EXERCISE INSTRUCTIONS | Every line from the one with "If you could identify the girth" through the end of the records below should be restated word for word, and nothing outside that span.

===== EXCERPTED DATA

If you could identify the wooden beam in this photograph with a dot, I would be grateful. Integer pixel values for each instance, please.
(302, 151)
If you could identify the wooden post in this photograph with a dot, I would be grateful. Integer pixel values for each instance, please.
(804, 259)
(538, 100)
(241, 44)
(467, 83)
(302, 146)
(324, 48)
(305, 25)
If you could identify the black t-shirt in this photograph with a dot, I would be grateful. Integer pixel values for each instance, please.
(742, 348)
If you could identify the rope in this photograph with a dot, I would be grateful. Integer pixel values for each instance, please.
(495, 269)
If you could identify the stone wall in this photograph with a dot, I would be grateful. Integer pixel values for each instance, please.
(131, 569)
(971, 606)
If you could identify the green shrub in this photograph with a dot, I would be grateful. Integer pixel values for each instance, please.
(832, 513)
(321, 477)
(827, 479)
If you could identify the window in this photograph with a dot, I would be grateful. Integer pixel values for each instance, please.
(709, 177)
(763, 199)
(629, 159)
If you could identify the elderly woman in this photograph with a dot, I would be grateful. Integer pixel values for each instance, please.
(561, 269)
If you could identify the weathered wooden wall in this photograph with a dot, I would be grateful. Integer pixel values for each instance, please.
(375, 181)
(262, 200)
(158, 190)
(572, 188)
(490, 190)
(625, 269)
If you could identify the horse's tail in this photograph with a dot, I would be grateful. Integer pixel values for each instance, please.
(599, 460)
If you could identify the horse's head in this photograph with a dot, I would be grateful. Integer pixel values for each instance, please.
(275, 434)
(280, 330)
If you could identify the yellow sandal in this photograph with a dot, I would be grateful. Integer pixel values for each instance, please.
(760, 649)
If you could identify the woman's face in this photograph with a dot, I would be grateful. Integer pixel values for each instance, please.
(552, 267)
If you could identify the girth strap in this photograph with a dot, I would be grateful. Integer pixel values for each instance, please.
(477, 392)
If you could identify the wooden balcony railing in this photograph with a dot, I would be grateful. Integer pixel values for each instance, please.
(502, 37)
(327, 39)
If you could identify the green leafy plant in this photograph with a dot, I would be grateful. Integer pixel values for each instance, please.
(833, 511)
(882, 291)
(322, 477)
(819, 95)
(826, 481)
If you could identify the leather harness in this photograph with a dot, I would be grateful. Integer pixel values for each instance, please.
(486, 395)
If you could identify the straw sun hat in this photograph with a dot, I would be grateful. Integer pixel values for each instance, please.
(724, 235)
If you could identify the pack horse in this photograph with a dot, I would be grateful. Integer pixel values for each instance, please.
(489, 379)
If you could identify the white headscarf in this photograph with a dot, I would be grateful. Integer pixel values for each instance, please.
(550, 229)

==========

ANSWER BOX |
If you could identify the girth strap in this photograph with a dot, I would be grateful. Integer pixel values for each instance, please.
(477, 392)
If you could identify the wooden balcony railing in this photograph with a dot, I would be grateful. Integer pixel values for each instance, please.
(502, 37)
(327, 39)
If you could identify the green leafy plant in this photograph with a dot, I would be grateful. Integer pixel values for each instance, please.
(833, 511)
(882, 291)
(322, 477)
(819, 95)
(826, 481)
If you could identify the leather harness in this photograph with a dot, I would be grateful. Integer pixel values for each instance, please.
(486, 395)
If you could identify the straw sun hat in this photograph with a dot, I would be grateful. Integer pixel values for each instance, please.
(724, 235)
If you could identify the pack horse in this photograph with a dot, I would be grateful. Integer pixel values for each instance, please.
(489, 379)
If you could identify the white headscarf in this photograph with a dot, I would be grateful. Integer pixel values for each instance, please.
(550, 229)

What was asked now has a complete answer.